_Your task_
Can you print, word for word, the data below from the line with "of the blue" to the line with "the distant hill", including both of those lines?

_Given records_
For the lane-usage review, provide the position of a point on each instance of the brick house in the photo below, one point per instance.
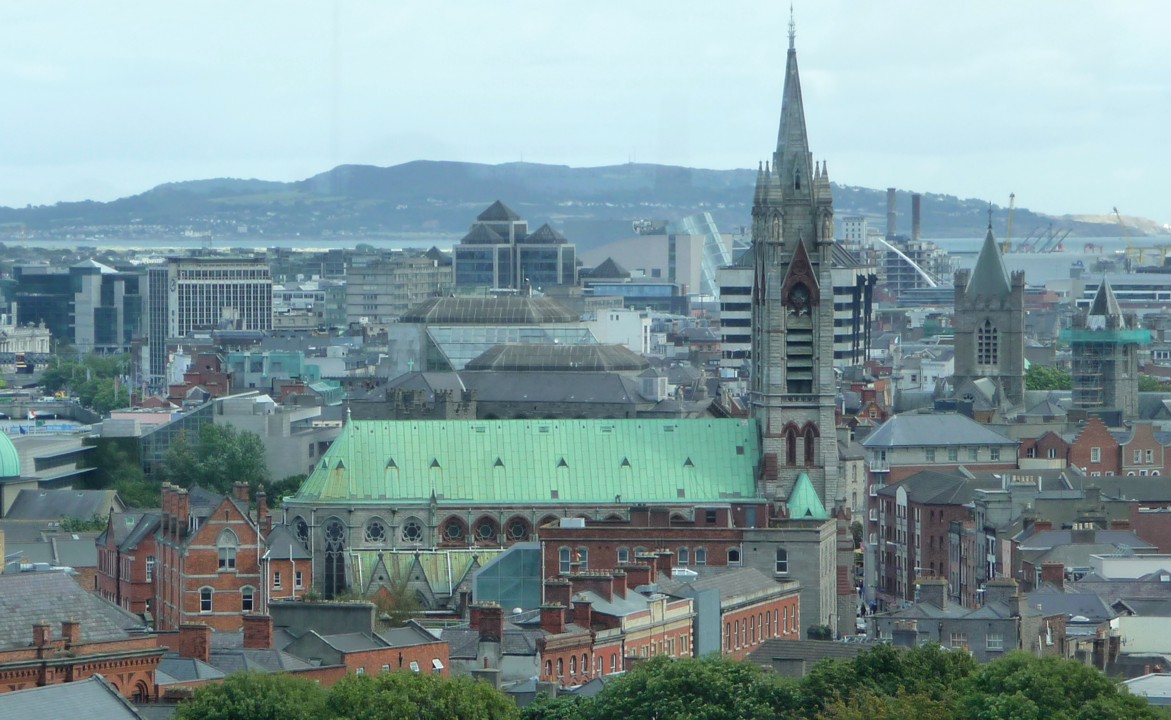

...

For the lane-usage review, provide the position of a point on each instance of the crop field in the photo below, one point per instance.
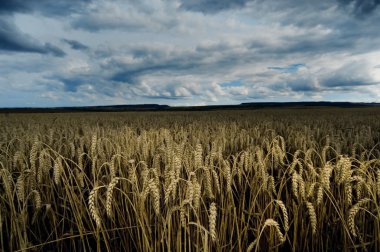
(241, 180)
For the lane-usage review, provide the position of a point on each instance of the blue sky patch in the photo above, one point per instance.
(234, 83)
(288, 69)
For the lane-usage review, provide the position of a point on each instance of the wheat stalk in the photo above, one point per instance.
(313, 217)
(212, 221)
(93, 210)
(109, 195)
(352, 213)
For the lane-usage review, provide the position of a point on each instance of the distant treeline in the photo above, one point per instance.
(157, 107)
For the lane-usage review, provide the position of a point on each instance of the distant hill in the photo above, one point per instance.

_Result_
For the lane-usage review, provide the position of a point on each instance of the blue sky patch in the photo above, one point per instance.
(234, 83)
(288, 69)
For the lane-usage review, provide the position of a point on each instance of the wheat stalk in the photo above, one point per instance.
(313, 217)
(212, 221)
(93, 210)
(109, 195)
(352, 213)
For the lane-usage review, provide the position of a point on each instance of the distant treeline in the photo above, one point per instance.
(157, 107)
For the lane-usage review, provide the position of a point on each instance of the distant hill in the photo above, one point per instance.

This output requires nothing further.